## BEGIN Exercise input

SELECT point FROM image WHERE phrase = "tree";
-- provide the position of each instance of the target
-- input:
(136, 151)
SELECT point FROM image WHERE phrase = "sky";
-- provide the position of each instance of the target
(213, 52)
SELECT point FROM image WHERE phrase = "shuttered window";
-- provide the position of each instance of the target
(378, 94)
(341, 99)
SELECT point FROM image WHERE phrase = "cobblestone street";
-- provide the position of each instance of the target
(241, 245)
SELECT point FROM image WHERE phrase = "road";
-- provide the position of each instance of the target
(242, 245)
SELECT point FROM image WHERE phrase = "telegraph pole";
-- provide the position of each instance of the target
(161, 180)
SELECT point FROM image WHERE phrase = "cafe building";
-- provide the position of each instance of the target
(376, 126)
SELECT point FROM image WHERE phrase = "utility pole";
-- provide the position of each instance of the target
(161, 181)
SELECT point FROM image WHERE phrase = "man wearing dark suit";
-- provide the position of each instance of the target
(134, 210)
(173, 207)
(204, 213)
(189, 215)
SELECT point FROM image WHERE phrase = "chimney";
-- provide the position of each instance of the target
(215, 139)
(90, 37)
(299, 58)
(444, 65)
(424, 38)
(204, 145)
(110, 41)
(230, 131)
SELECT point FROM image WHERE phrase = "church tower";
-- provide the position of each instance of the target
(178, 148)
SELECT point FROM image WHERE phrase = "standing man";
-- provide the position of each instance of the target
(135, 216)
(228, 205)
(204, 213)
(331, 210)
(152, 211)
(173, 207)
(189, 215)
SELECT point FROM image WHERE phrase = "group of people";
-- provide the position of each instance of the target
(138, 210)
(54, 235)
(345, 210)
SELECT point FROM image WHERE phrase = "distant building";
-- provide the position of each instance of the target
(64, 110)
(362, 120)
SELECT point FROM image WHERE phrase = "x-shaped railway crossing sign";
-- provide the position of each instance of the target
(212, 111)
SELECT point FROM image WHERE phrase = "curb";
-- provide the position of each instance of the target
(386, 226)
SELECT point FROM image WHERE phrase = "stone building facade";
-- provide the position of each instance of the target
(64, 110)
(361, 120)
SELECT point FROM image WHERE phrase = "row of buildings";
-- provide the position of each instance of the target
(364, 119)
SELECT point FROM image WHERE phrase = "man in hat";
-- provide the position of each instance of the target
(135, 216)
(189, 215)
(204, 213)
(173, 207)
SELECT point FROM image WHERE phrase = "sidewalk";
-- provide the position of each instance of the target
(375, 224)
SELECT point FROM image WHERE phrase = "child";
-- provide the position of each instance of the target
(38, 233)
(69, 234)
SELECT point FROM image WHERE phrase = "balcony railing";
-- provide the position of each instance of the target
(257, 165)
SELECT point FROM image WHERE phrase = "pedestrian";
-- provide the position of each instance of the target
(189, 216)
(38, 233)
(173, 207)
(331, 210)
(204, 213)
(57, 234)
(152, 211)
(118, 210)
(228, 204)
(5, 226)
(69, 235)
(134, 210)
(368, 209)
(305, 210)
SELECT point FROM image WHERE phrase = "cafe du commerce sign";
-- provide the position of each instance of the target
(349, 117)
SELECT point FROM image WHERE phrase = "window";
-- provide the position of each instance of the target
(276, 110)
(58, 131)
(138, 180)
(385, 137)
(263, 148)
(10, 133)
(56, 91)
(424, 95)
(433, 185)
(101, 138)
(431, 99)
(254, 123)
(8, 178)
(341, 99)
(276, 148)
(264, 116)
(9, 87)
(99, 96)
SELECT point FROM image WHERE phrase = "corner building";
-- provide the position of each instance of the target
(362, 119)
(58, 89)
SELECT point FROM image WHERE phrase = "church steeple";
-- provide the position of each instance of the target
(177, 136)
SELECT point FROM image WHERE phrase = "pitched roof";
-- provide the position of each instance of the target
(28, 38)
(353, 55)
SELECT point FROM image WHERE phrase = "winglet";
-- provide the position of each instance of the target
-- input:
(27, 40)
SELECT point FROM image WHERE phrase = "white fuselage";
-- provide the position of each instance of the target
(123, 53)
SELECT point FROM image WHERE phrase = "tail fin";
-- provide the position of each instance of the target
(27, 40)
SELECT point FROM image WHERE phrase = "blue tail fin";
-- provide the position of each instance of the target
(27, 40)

## END Exercise input

Problem to solve: Transcribe the material exactly as it reads.

Task response:
SELECT point FROM image WHERE phrase = "tree";
-- provide the position of each instance of the target
-- input:
(136, 151)
SELECT point FROM image WHERE phrase = "sky";
-- provide the position of each instance of the target
(213, 52)
SELECT point FROM image WHERE phrase = "shuttered window";
-- provide the position of each instance of the target
(378, 94)
(341, 99)
SELECT point FROM image WHERE phrase = "cobblestone street";
-- provide the position of each instance of the target
(241, 245)
SELECT point FROM image WHERE phrase = "road";
-- provide the position of each instance of the target
(242, 245)
SELECT point FROM image WHERE phrase = "telegraph pole";
-- provide the position of each instance of the target
(161, 180)
SELECT point FROM image WHERE phrase = "cafe building";
-- provide the position of each instance of the target
(376, 126)
SELECT point FROM image WHERE phrase = "utility pole";
-- provide the position of each instance of the target
(161, 181)
SELECT point FROM image WHERE phrase = "man wearing dark suit";
-- provide the position of each instance of the target
(134, 210)
(173, 207)
(204, 213)
(189, 215)
SELECT point FROM image WHERE phrase = "chimney";
-- provide the position of each instance of the target
(215, 139)
(90, 37)
(299, 58)
(444, 65)
(424, 38)
(204, 145)
(110, 41)
(230, 131)
SELECT point FROM image WHERE phrase = "church tower";
-- provide the position of each instance of the target
(178, 148)
SELECT point FROM image WHERE phrase = "standing man";
-- provide the position of each instance of the target
(135, 216)
(228, 205)
(204, 213)
(331, 210)
(152, 211)
(173, 207)
(189, 215)
SELECT point FROM image WHERE phrase = "group of people";
-- provide the position of each instance of the target
(138, 210)
(54, 235)
(345, 210)
SELECT point FROM image WHERE phrase = "distant building";
-- provide the position of each instance of the target
(64, 110)
(362, 120)
SELECT point FROM image WHERE phrase = "x-shaped railway crossing sign";
-- provide the position of each instance of the target
(212, 111)
SELECT point FROM image WHERE phrase = "curb";
-- provide the position of each instance of the target
(386, 226)
SELECT point FROM image WHERE phrase = "stone building facade";
-- provide the position of each instance of the target
(64, 110)
(361, 120)
SELECT point FROM image WHERE phrase = "row of buildings";
-- provide the position of each instance of the target
(364, 119)
SELECT point FROM image WHERE phrase = "man in hat";
-- provide the position of each instance of the target
(135, 216)
(189, 215)
(204, 213)
(173, 207)
SELECT point FROM image WHERE phrase = "sidewalk";
-- provide the position of each instance of the target
(375, 224)
SELECT point FROM image WHERE phrase = "child";
-- provide the position of each instance of the target
(38, 233)
(69, 234)
SELECT point FROM image WHERE phrase = "balcony railing";
-- provide the position of each instance of the target
(257, 165)
SELECT point FROM image WHERE phrase = "pedestrian";
-- provide the position of each instance of the target
(189, 216)
(38, 233)
(173, 207)
(331, 210)
(204, 213)
(57, 234)
(152, 211)
(118, 210)
(228, 204)
(5, 226)
(69, 235)
(134, 210)
(368, 209)
(305, 210)
SELECT point FROM image WHERE phrase = "cafe du commerce sign";
-- provide the position of each instance of the target
(349, 117)
SELECT point FROM image WHERE phrase = "window";
-- provide the position of each instance of the target
(276, 110)
(58, 131)
(138, 180)
(385, 137)
(263, 148)
(10, 133)
(56, 91)
(424, 95)
(433, 185)
(101, 138)
(431, 99)
(254, 123)
(8, 178)
(341, 99)
(276, 148)
(264, 116)
(9, 87)
(99, 96)
SELECT point FROM image WHERE phrase = "corner building";
-- provide the position of each instance of the target
(362, 119)
(58, 89)
SELECT point FROM image WHERE phrase = "church steeple";
-- provide the position of each instance of the target
(177, 136)
SELECT point FROM image WHERE phrase = "pitched roof";
-- provide the position of each instance of the target
(28, 38)
(353, 55)
SELECT point FROM image WHERE phrase = "winglet";
-- provide the position of each instance of the target
-- input:
(27, 40)
SELECT point FROM image WHERE phrase = "white fuselage";
-- provide the position of each instance of the target
(123, 53)
SELECT point FROM image WHERE phrase = "tail fin";
-- provide the position of each instance of the target
(27, 40)
SELECT point FROM image WHERE phrase = "blue tail fin";
-- provide the position of each instance of the target
(27, 40)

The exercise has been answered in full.